(Orden de trabajo):
Responde según la sección del texto sobre Carolina Sanín:
(a) ¿Qué usuario dejó un comentario en el canal de Cambio?
(b) ¿De qué escritor y director de cine se acordó ese usuario?
(c) ¿Qué expresión le disgusta a Carolina Sanín y en qué página está?

(Sección del texto):
Obsesionada, Carolina Sanín repite y repite hasta el cansancio (a veces jugando con su pelo negro) que la novela es mala como si creyera que la escucha gente tarada, incapaz de comprender lo que quiso decir la primera vez. Si, Carolina, ya nos dijiste que “el estilo de esta novela es malo” y que “desdibuja el realismo mágico, lo real maravilloso”, etcétera, etcétera. No somos trogloditas habitando tu misma época.

Entre los seguidores del canal de Cambio un usuario (@tutebas10) comentó algo que suscribo: “Este comentario que tú haces diciendo que la estructura de la novela es similar a las instrucciones de un guión cinematográfico, me recordó la opinión del escritor y director de cine Paolo Pasolini, cuando se burló del calificativo de ´obra maestra´ del libro Cien años de soledad. Yo creo que todo el mundo proyecta una imagen muy personal en su mente de lo que lee”.

Estoy de acuerdo con ese lector. Por eso mismo respeto que a Carolina Sanín le disguste la expresión “glande de seda” (página 29), o que Gabo repita frases de otros libros suyos y que, en cambio, le guste la frase “trilla de fuego” (página 72), que, aclara, aparece también en “Crónica de una muerte anunciada”, en referencia a Bayardo San Román.

“Una madrugada de vientos, por el año décimo, la despertó la certidumbre de que él estaba desnudo en su cama. Le escribió entonces una carta febril de veinte pliegos en la que soltó sin pudor las verdades amargas que llevaba podridas en el corazón desde su noche funesta. Le habló de las lacras eternas que él había dejado en su cuerpo, de la sal de su lengua, de la trilla de fuego de su verga africana”.

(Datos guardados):
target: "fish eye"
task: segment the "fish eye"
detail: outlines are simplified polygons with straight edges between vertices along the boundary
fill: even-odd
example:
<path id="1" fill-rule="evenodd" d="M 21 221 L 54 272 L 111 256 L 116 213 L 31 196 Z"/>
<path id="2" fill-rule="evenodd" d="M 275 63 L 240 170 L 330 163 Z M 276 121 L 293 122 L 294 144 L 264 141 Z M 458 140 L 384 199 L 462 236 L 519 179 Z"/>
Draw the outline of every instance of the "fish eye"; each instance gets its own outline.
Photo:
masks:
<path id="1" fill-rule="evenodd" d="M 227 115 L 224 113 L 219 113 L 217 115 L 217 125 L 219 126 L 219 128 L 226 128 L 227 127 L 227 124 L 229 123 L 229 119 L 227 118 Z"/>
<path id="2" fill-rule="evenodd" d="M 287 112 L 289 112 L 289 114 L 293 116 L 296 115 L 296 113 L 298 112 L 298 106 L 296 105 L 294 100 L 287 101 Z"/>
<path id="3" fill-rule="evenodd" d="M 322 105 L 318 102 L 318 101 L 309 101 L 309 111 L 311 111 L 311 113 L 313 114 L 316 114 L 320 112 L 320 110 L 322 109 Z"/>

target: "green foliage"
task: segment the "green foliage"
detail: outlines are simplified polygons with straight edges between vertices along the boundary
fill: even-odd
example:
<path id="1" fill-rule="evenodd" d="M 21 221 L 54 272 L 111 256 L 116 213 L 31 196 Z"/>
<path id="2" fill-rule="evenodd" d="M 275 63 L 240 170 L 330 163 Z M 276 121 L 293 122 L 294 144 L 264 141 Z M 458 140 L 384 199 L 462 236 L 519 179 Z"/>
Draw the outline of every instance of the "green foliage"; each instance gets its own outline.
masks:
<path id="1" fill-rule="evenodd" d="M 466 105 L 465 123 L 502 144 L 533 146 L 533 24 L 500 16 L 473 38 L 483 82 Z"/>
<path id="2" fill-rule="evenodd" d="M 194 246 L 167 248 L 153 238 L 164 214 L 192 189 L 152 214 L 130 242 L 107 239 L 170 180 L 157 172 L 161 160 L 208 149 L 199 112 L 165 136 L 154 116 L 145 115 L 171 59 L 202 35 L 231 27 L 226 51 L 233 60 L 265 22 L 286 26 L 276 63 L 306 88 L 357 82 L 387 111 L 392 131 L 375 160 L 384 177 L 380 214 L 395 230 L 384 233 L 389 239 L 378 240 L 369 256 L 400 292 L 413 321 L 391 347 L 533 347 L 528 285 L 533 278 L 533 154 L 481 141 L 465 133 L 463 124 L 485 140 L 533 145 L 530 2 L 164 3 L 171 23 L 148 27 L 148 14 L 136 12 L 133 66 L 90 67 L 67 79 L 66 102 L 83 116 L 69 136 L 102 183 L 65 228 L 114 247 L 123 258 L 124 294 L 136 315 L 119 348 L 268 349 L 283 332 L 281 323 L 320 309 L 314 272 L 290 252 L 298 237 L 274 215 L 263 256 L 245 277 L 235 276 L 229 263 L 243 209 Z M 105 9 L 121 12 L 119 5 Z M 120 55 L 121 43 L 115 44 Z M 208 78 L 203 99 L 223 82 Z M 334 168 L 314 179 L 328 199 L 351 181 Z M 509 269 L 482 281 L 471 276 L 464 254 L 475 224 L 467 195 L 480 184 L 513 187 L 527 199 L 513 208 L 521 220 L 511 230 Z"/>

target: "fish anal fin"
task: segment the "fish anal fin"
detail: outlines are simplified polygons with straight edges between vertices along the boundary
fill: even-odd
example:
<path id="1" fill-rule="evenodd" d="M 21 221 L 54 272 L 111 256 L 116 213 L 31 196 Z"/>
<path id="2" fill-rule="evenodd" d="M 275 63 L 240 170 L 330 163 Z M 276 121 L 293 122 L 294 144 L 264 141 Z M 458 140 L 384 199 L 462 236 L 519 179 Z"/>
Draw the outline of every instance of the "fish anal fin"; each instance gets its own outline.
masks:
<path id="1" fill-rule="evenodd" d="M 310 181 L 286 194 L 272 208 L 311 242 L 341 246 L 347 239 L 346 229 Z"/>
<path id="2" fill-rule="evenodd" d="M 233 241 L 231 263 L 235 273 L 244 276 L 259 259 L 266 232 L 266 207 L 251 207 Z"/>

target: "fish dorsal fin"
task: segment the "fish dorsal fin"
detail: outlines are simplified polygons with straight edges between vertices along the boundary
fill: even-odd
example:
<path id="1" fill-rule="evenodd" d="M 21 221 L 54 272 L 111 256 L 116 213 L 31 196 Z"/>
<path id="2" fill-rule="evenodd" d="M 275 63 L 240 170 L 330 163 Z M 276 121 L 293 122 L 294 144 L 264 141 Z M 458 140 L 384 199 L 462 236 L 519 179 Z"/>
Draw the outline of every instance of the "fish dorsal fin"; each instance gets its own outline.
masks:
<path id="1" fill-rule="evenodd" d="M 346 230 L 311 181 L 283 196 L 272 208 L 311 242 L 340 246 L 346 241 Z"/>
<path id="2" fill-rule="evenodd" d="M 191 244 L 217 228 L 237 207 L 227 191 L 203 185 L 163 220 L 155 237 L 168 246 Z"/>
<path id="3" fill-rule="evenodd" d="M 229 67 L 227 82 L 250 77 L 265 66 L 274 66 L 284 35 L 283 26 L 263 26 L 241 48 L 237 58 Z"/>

(Resultado del ejercicio):
(a) @tutebas10
(b) Paolo Pasolini
(c) "glande de seda", en la página 29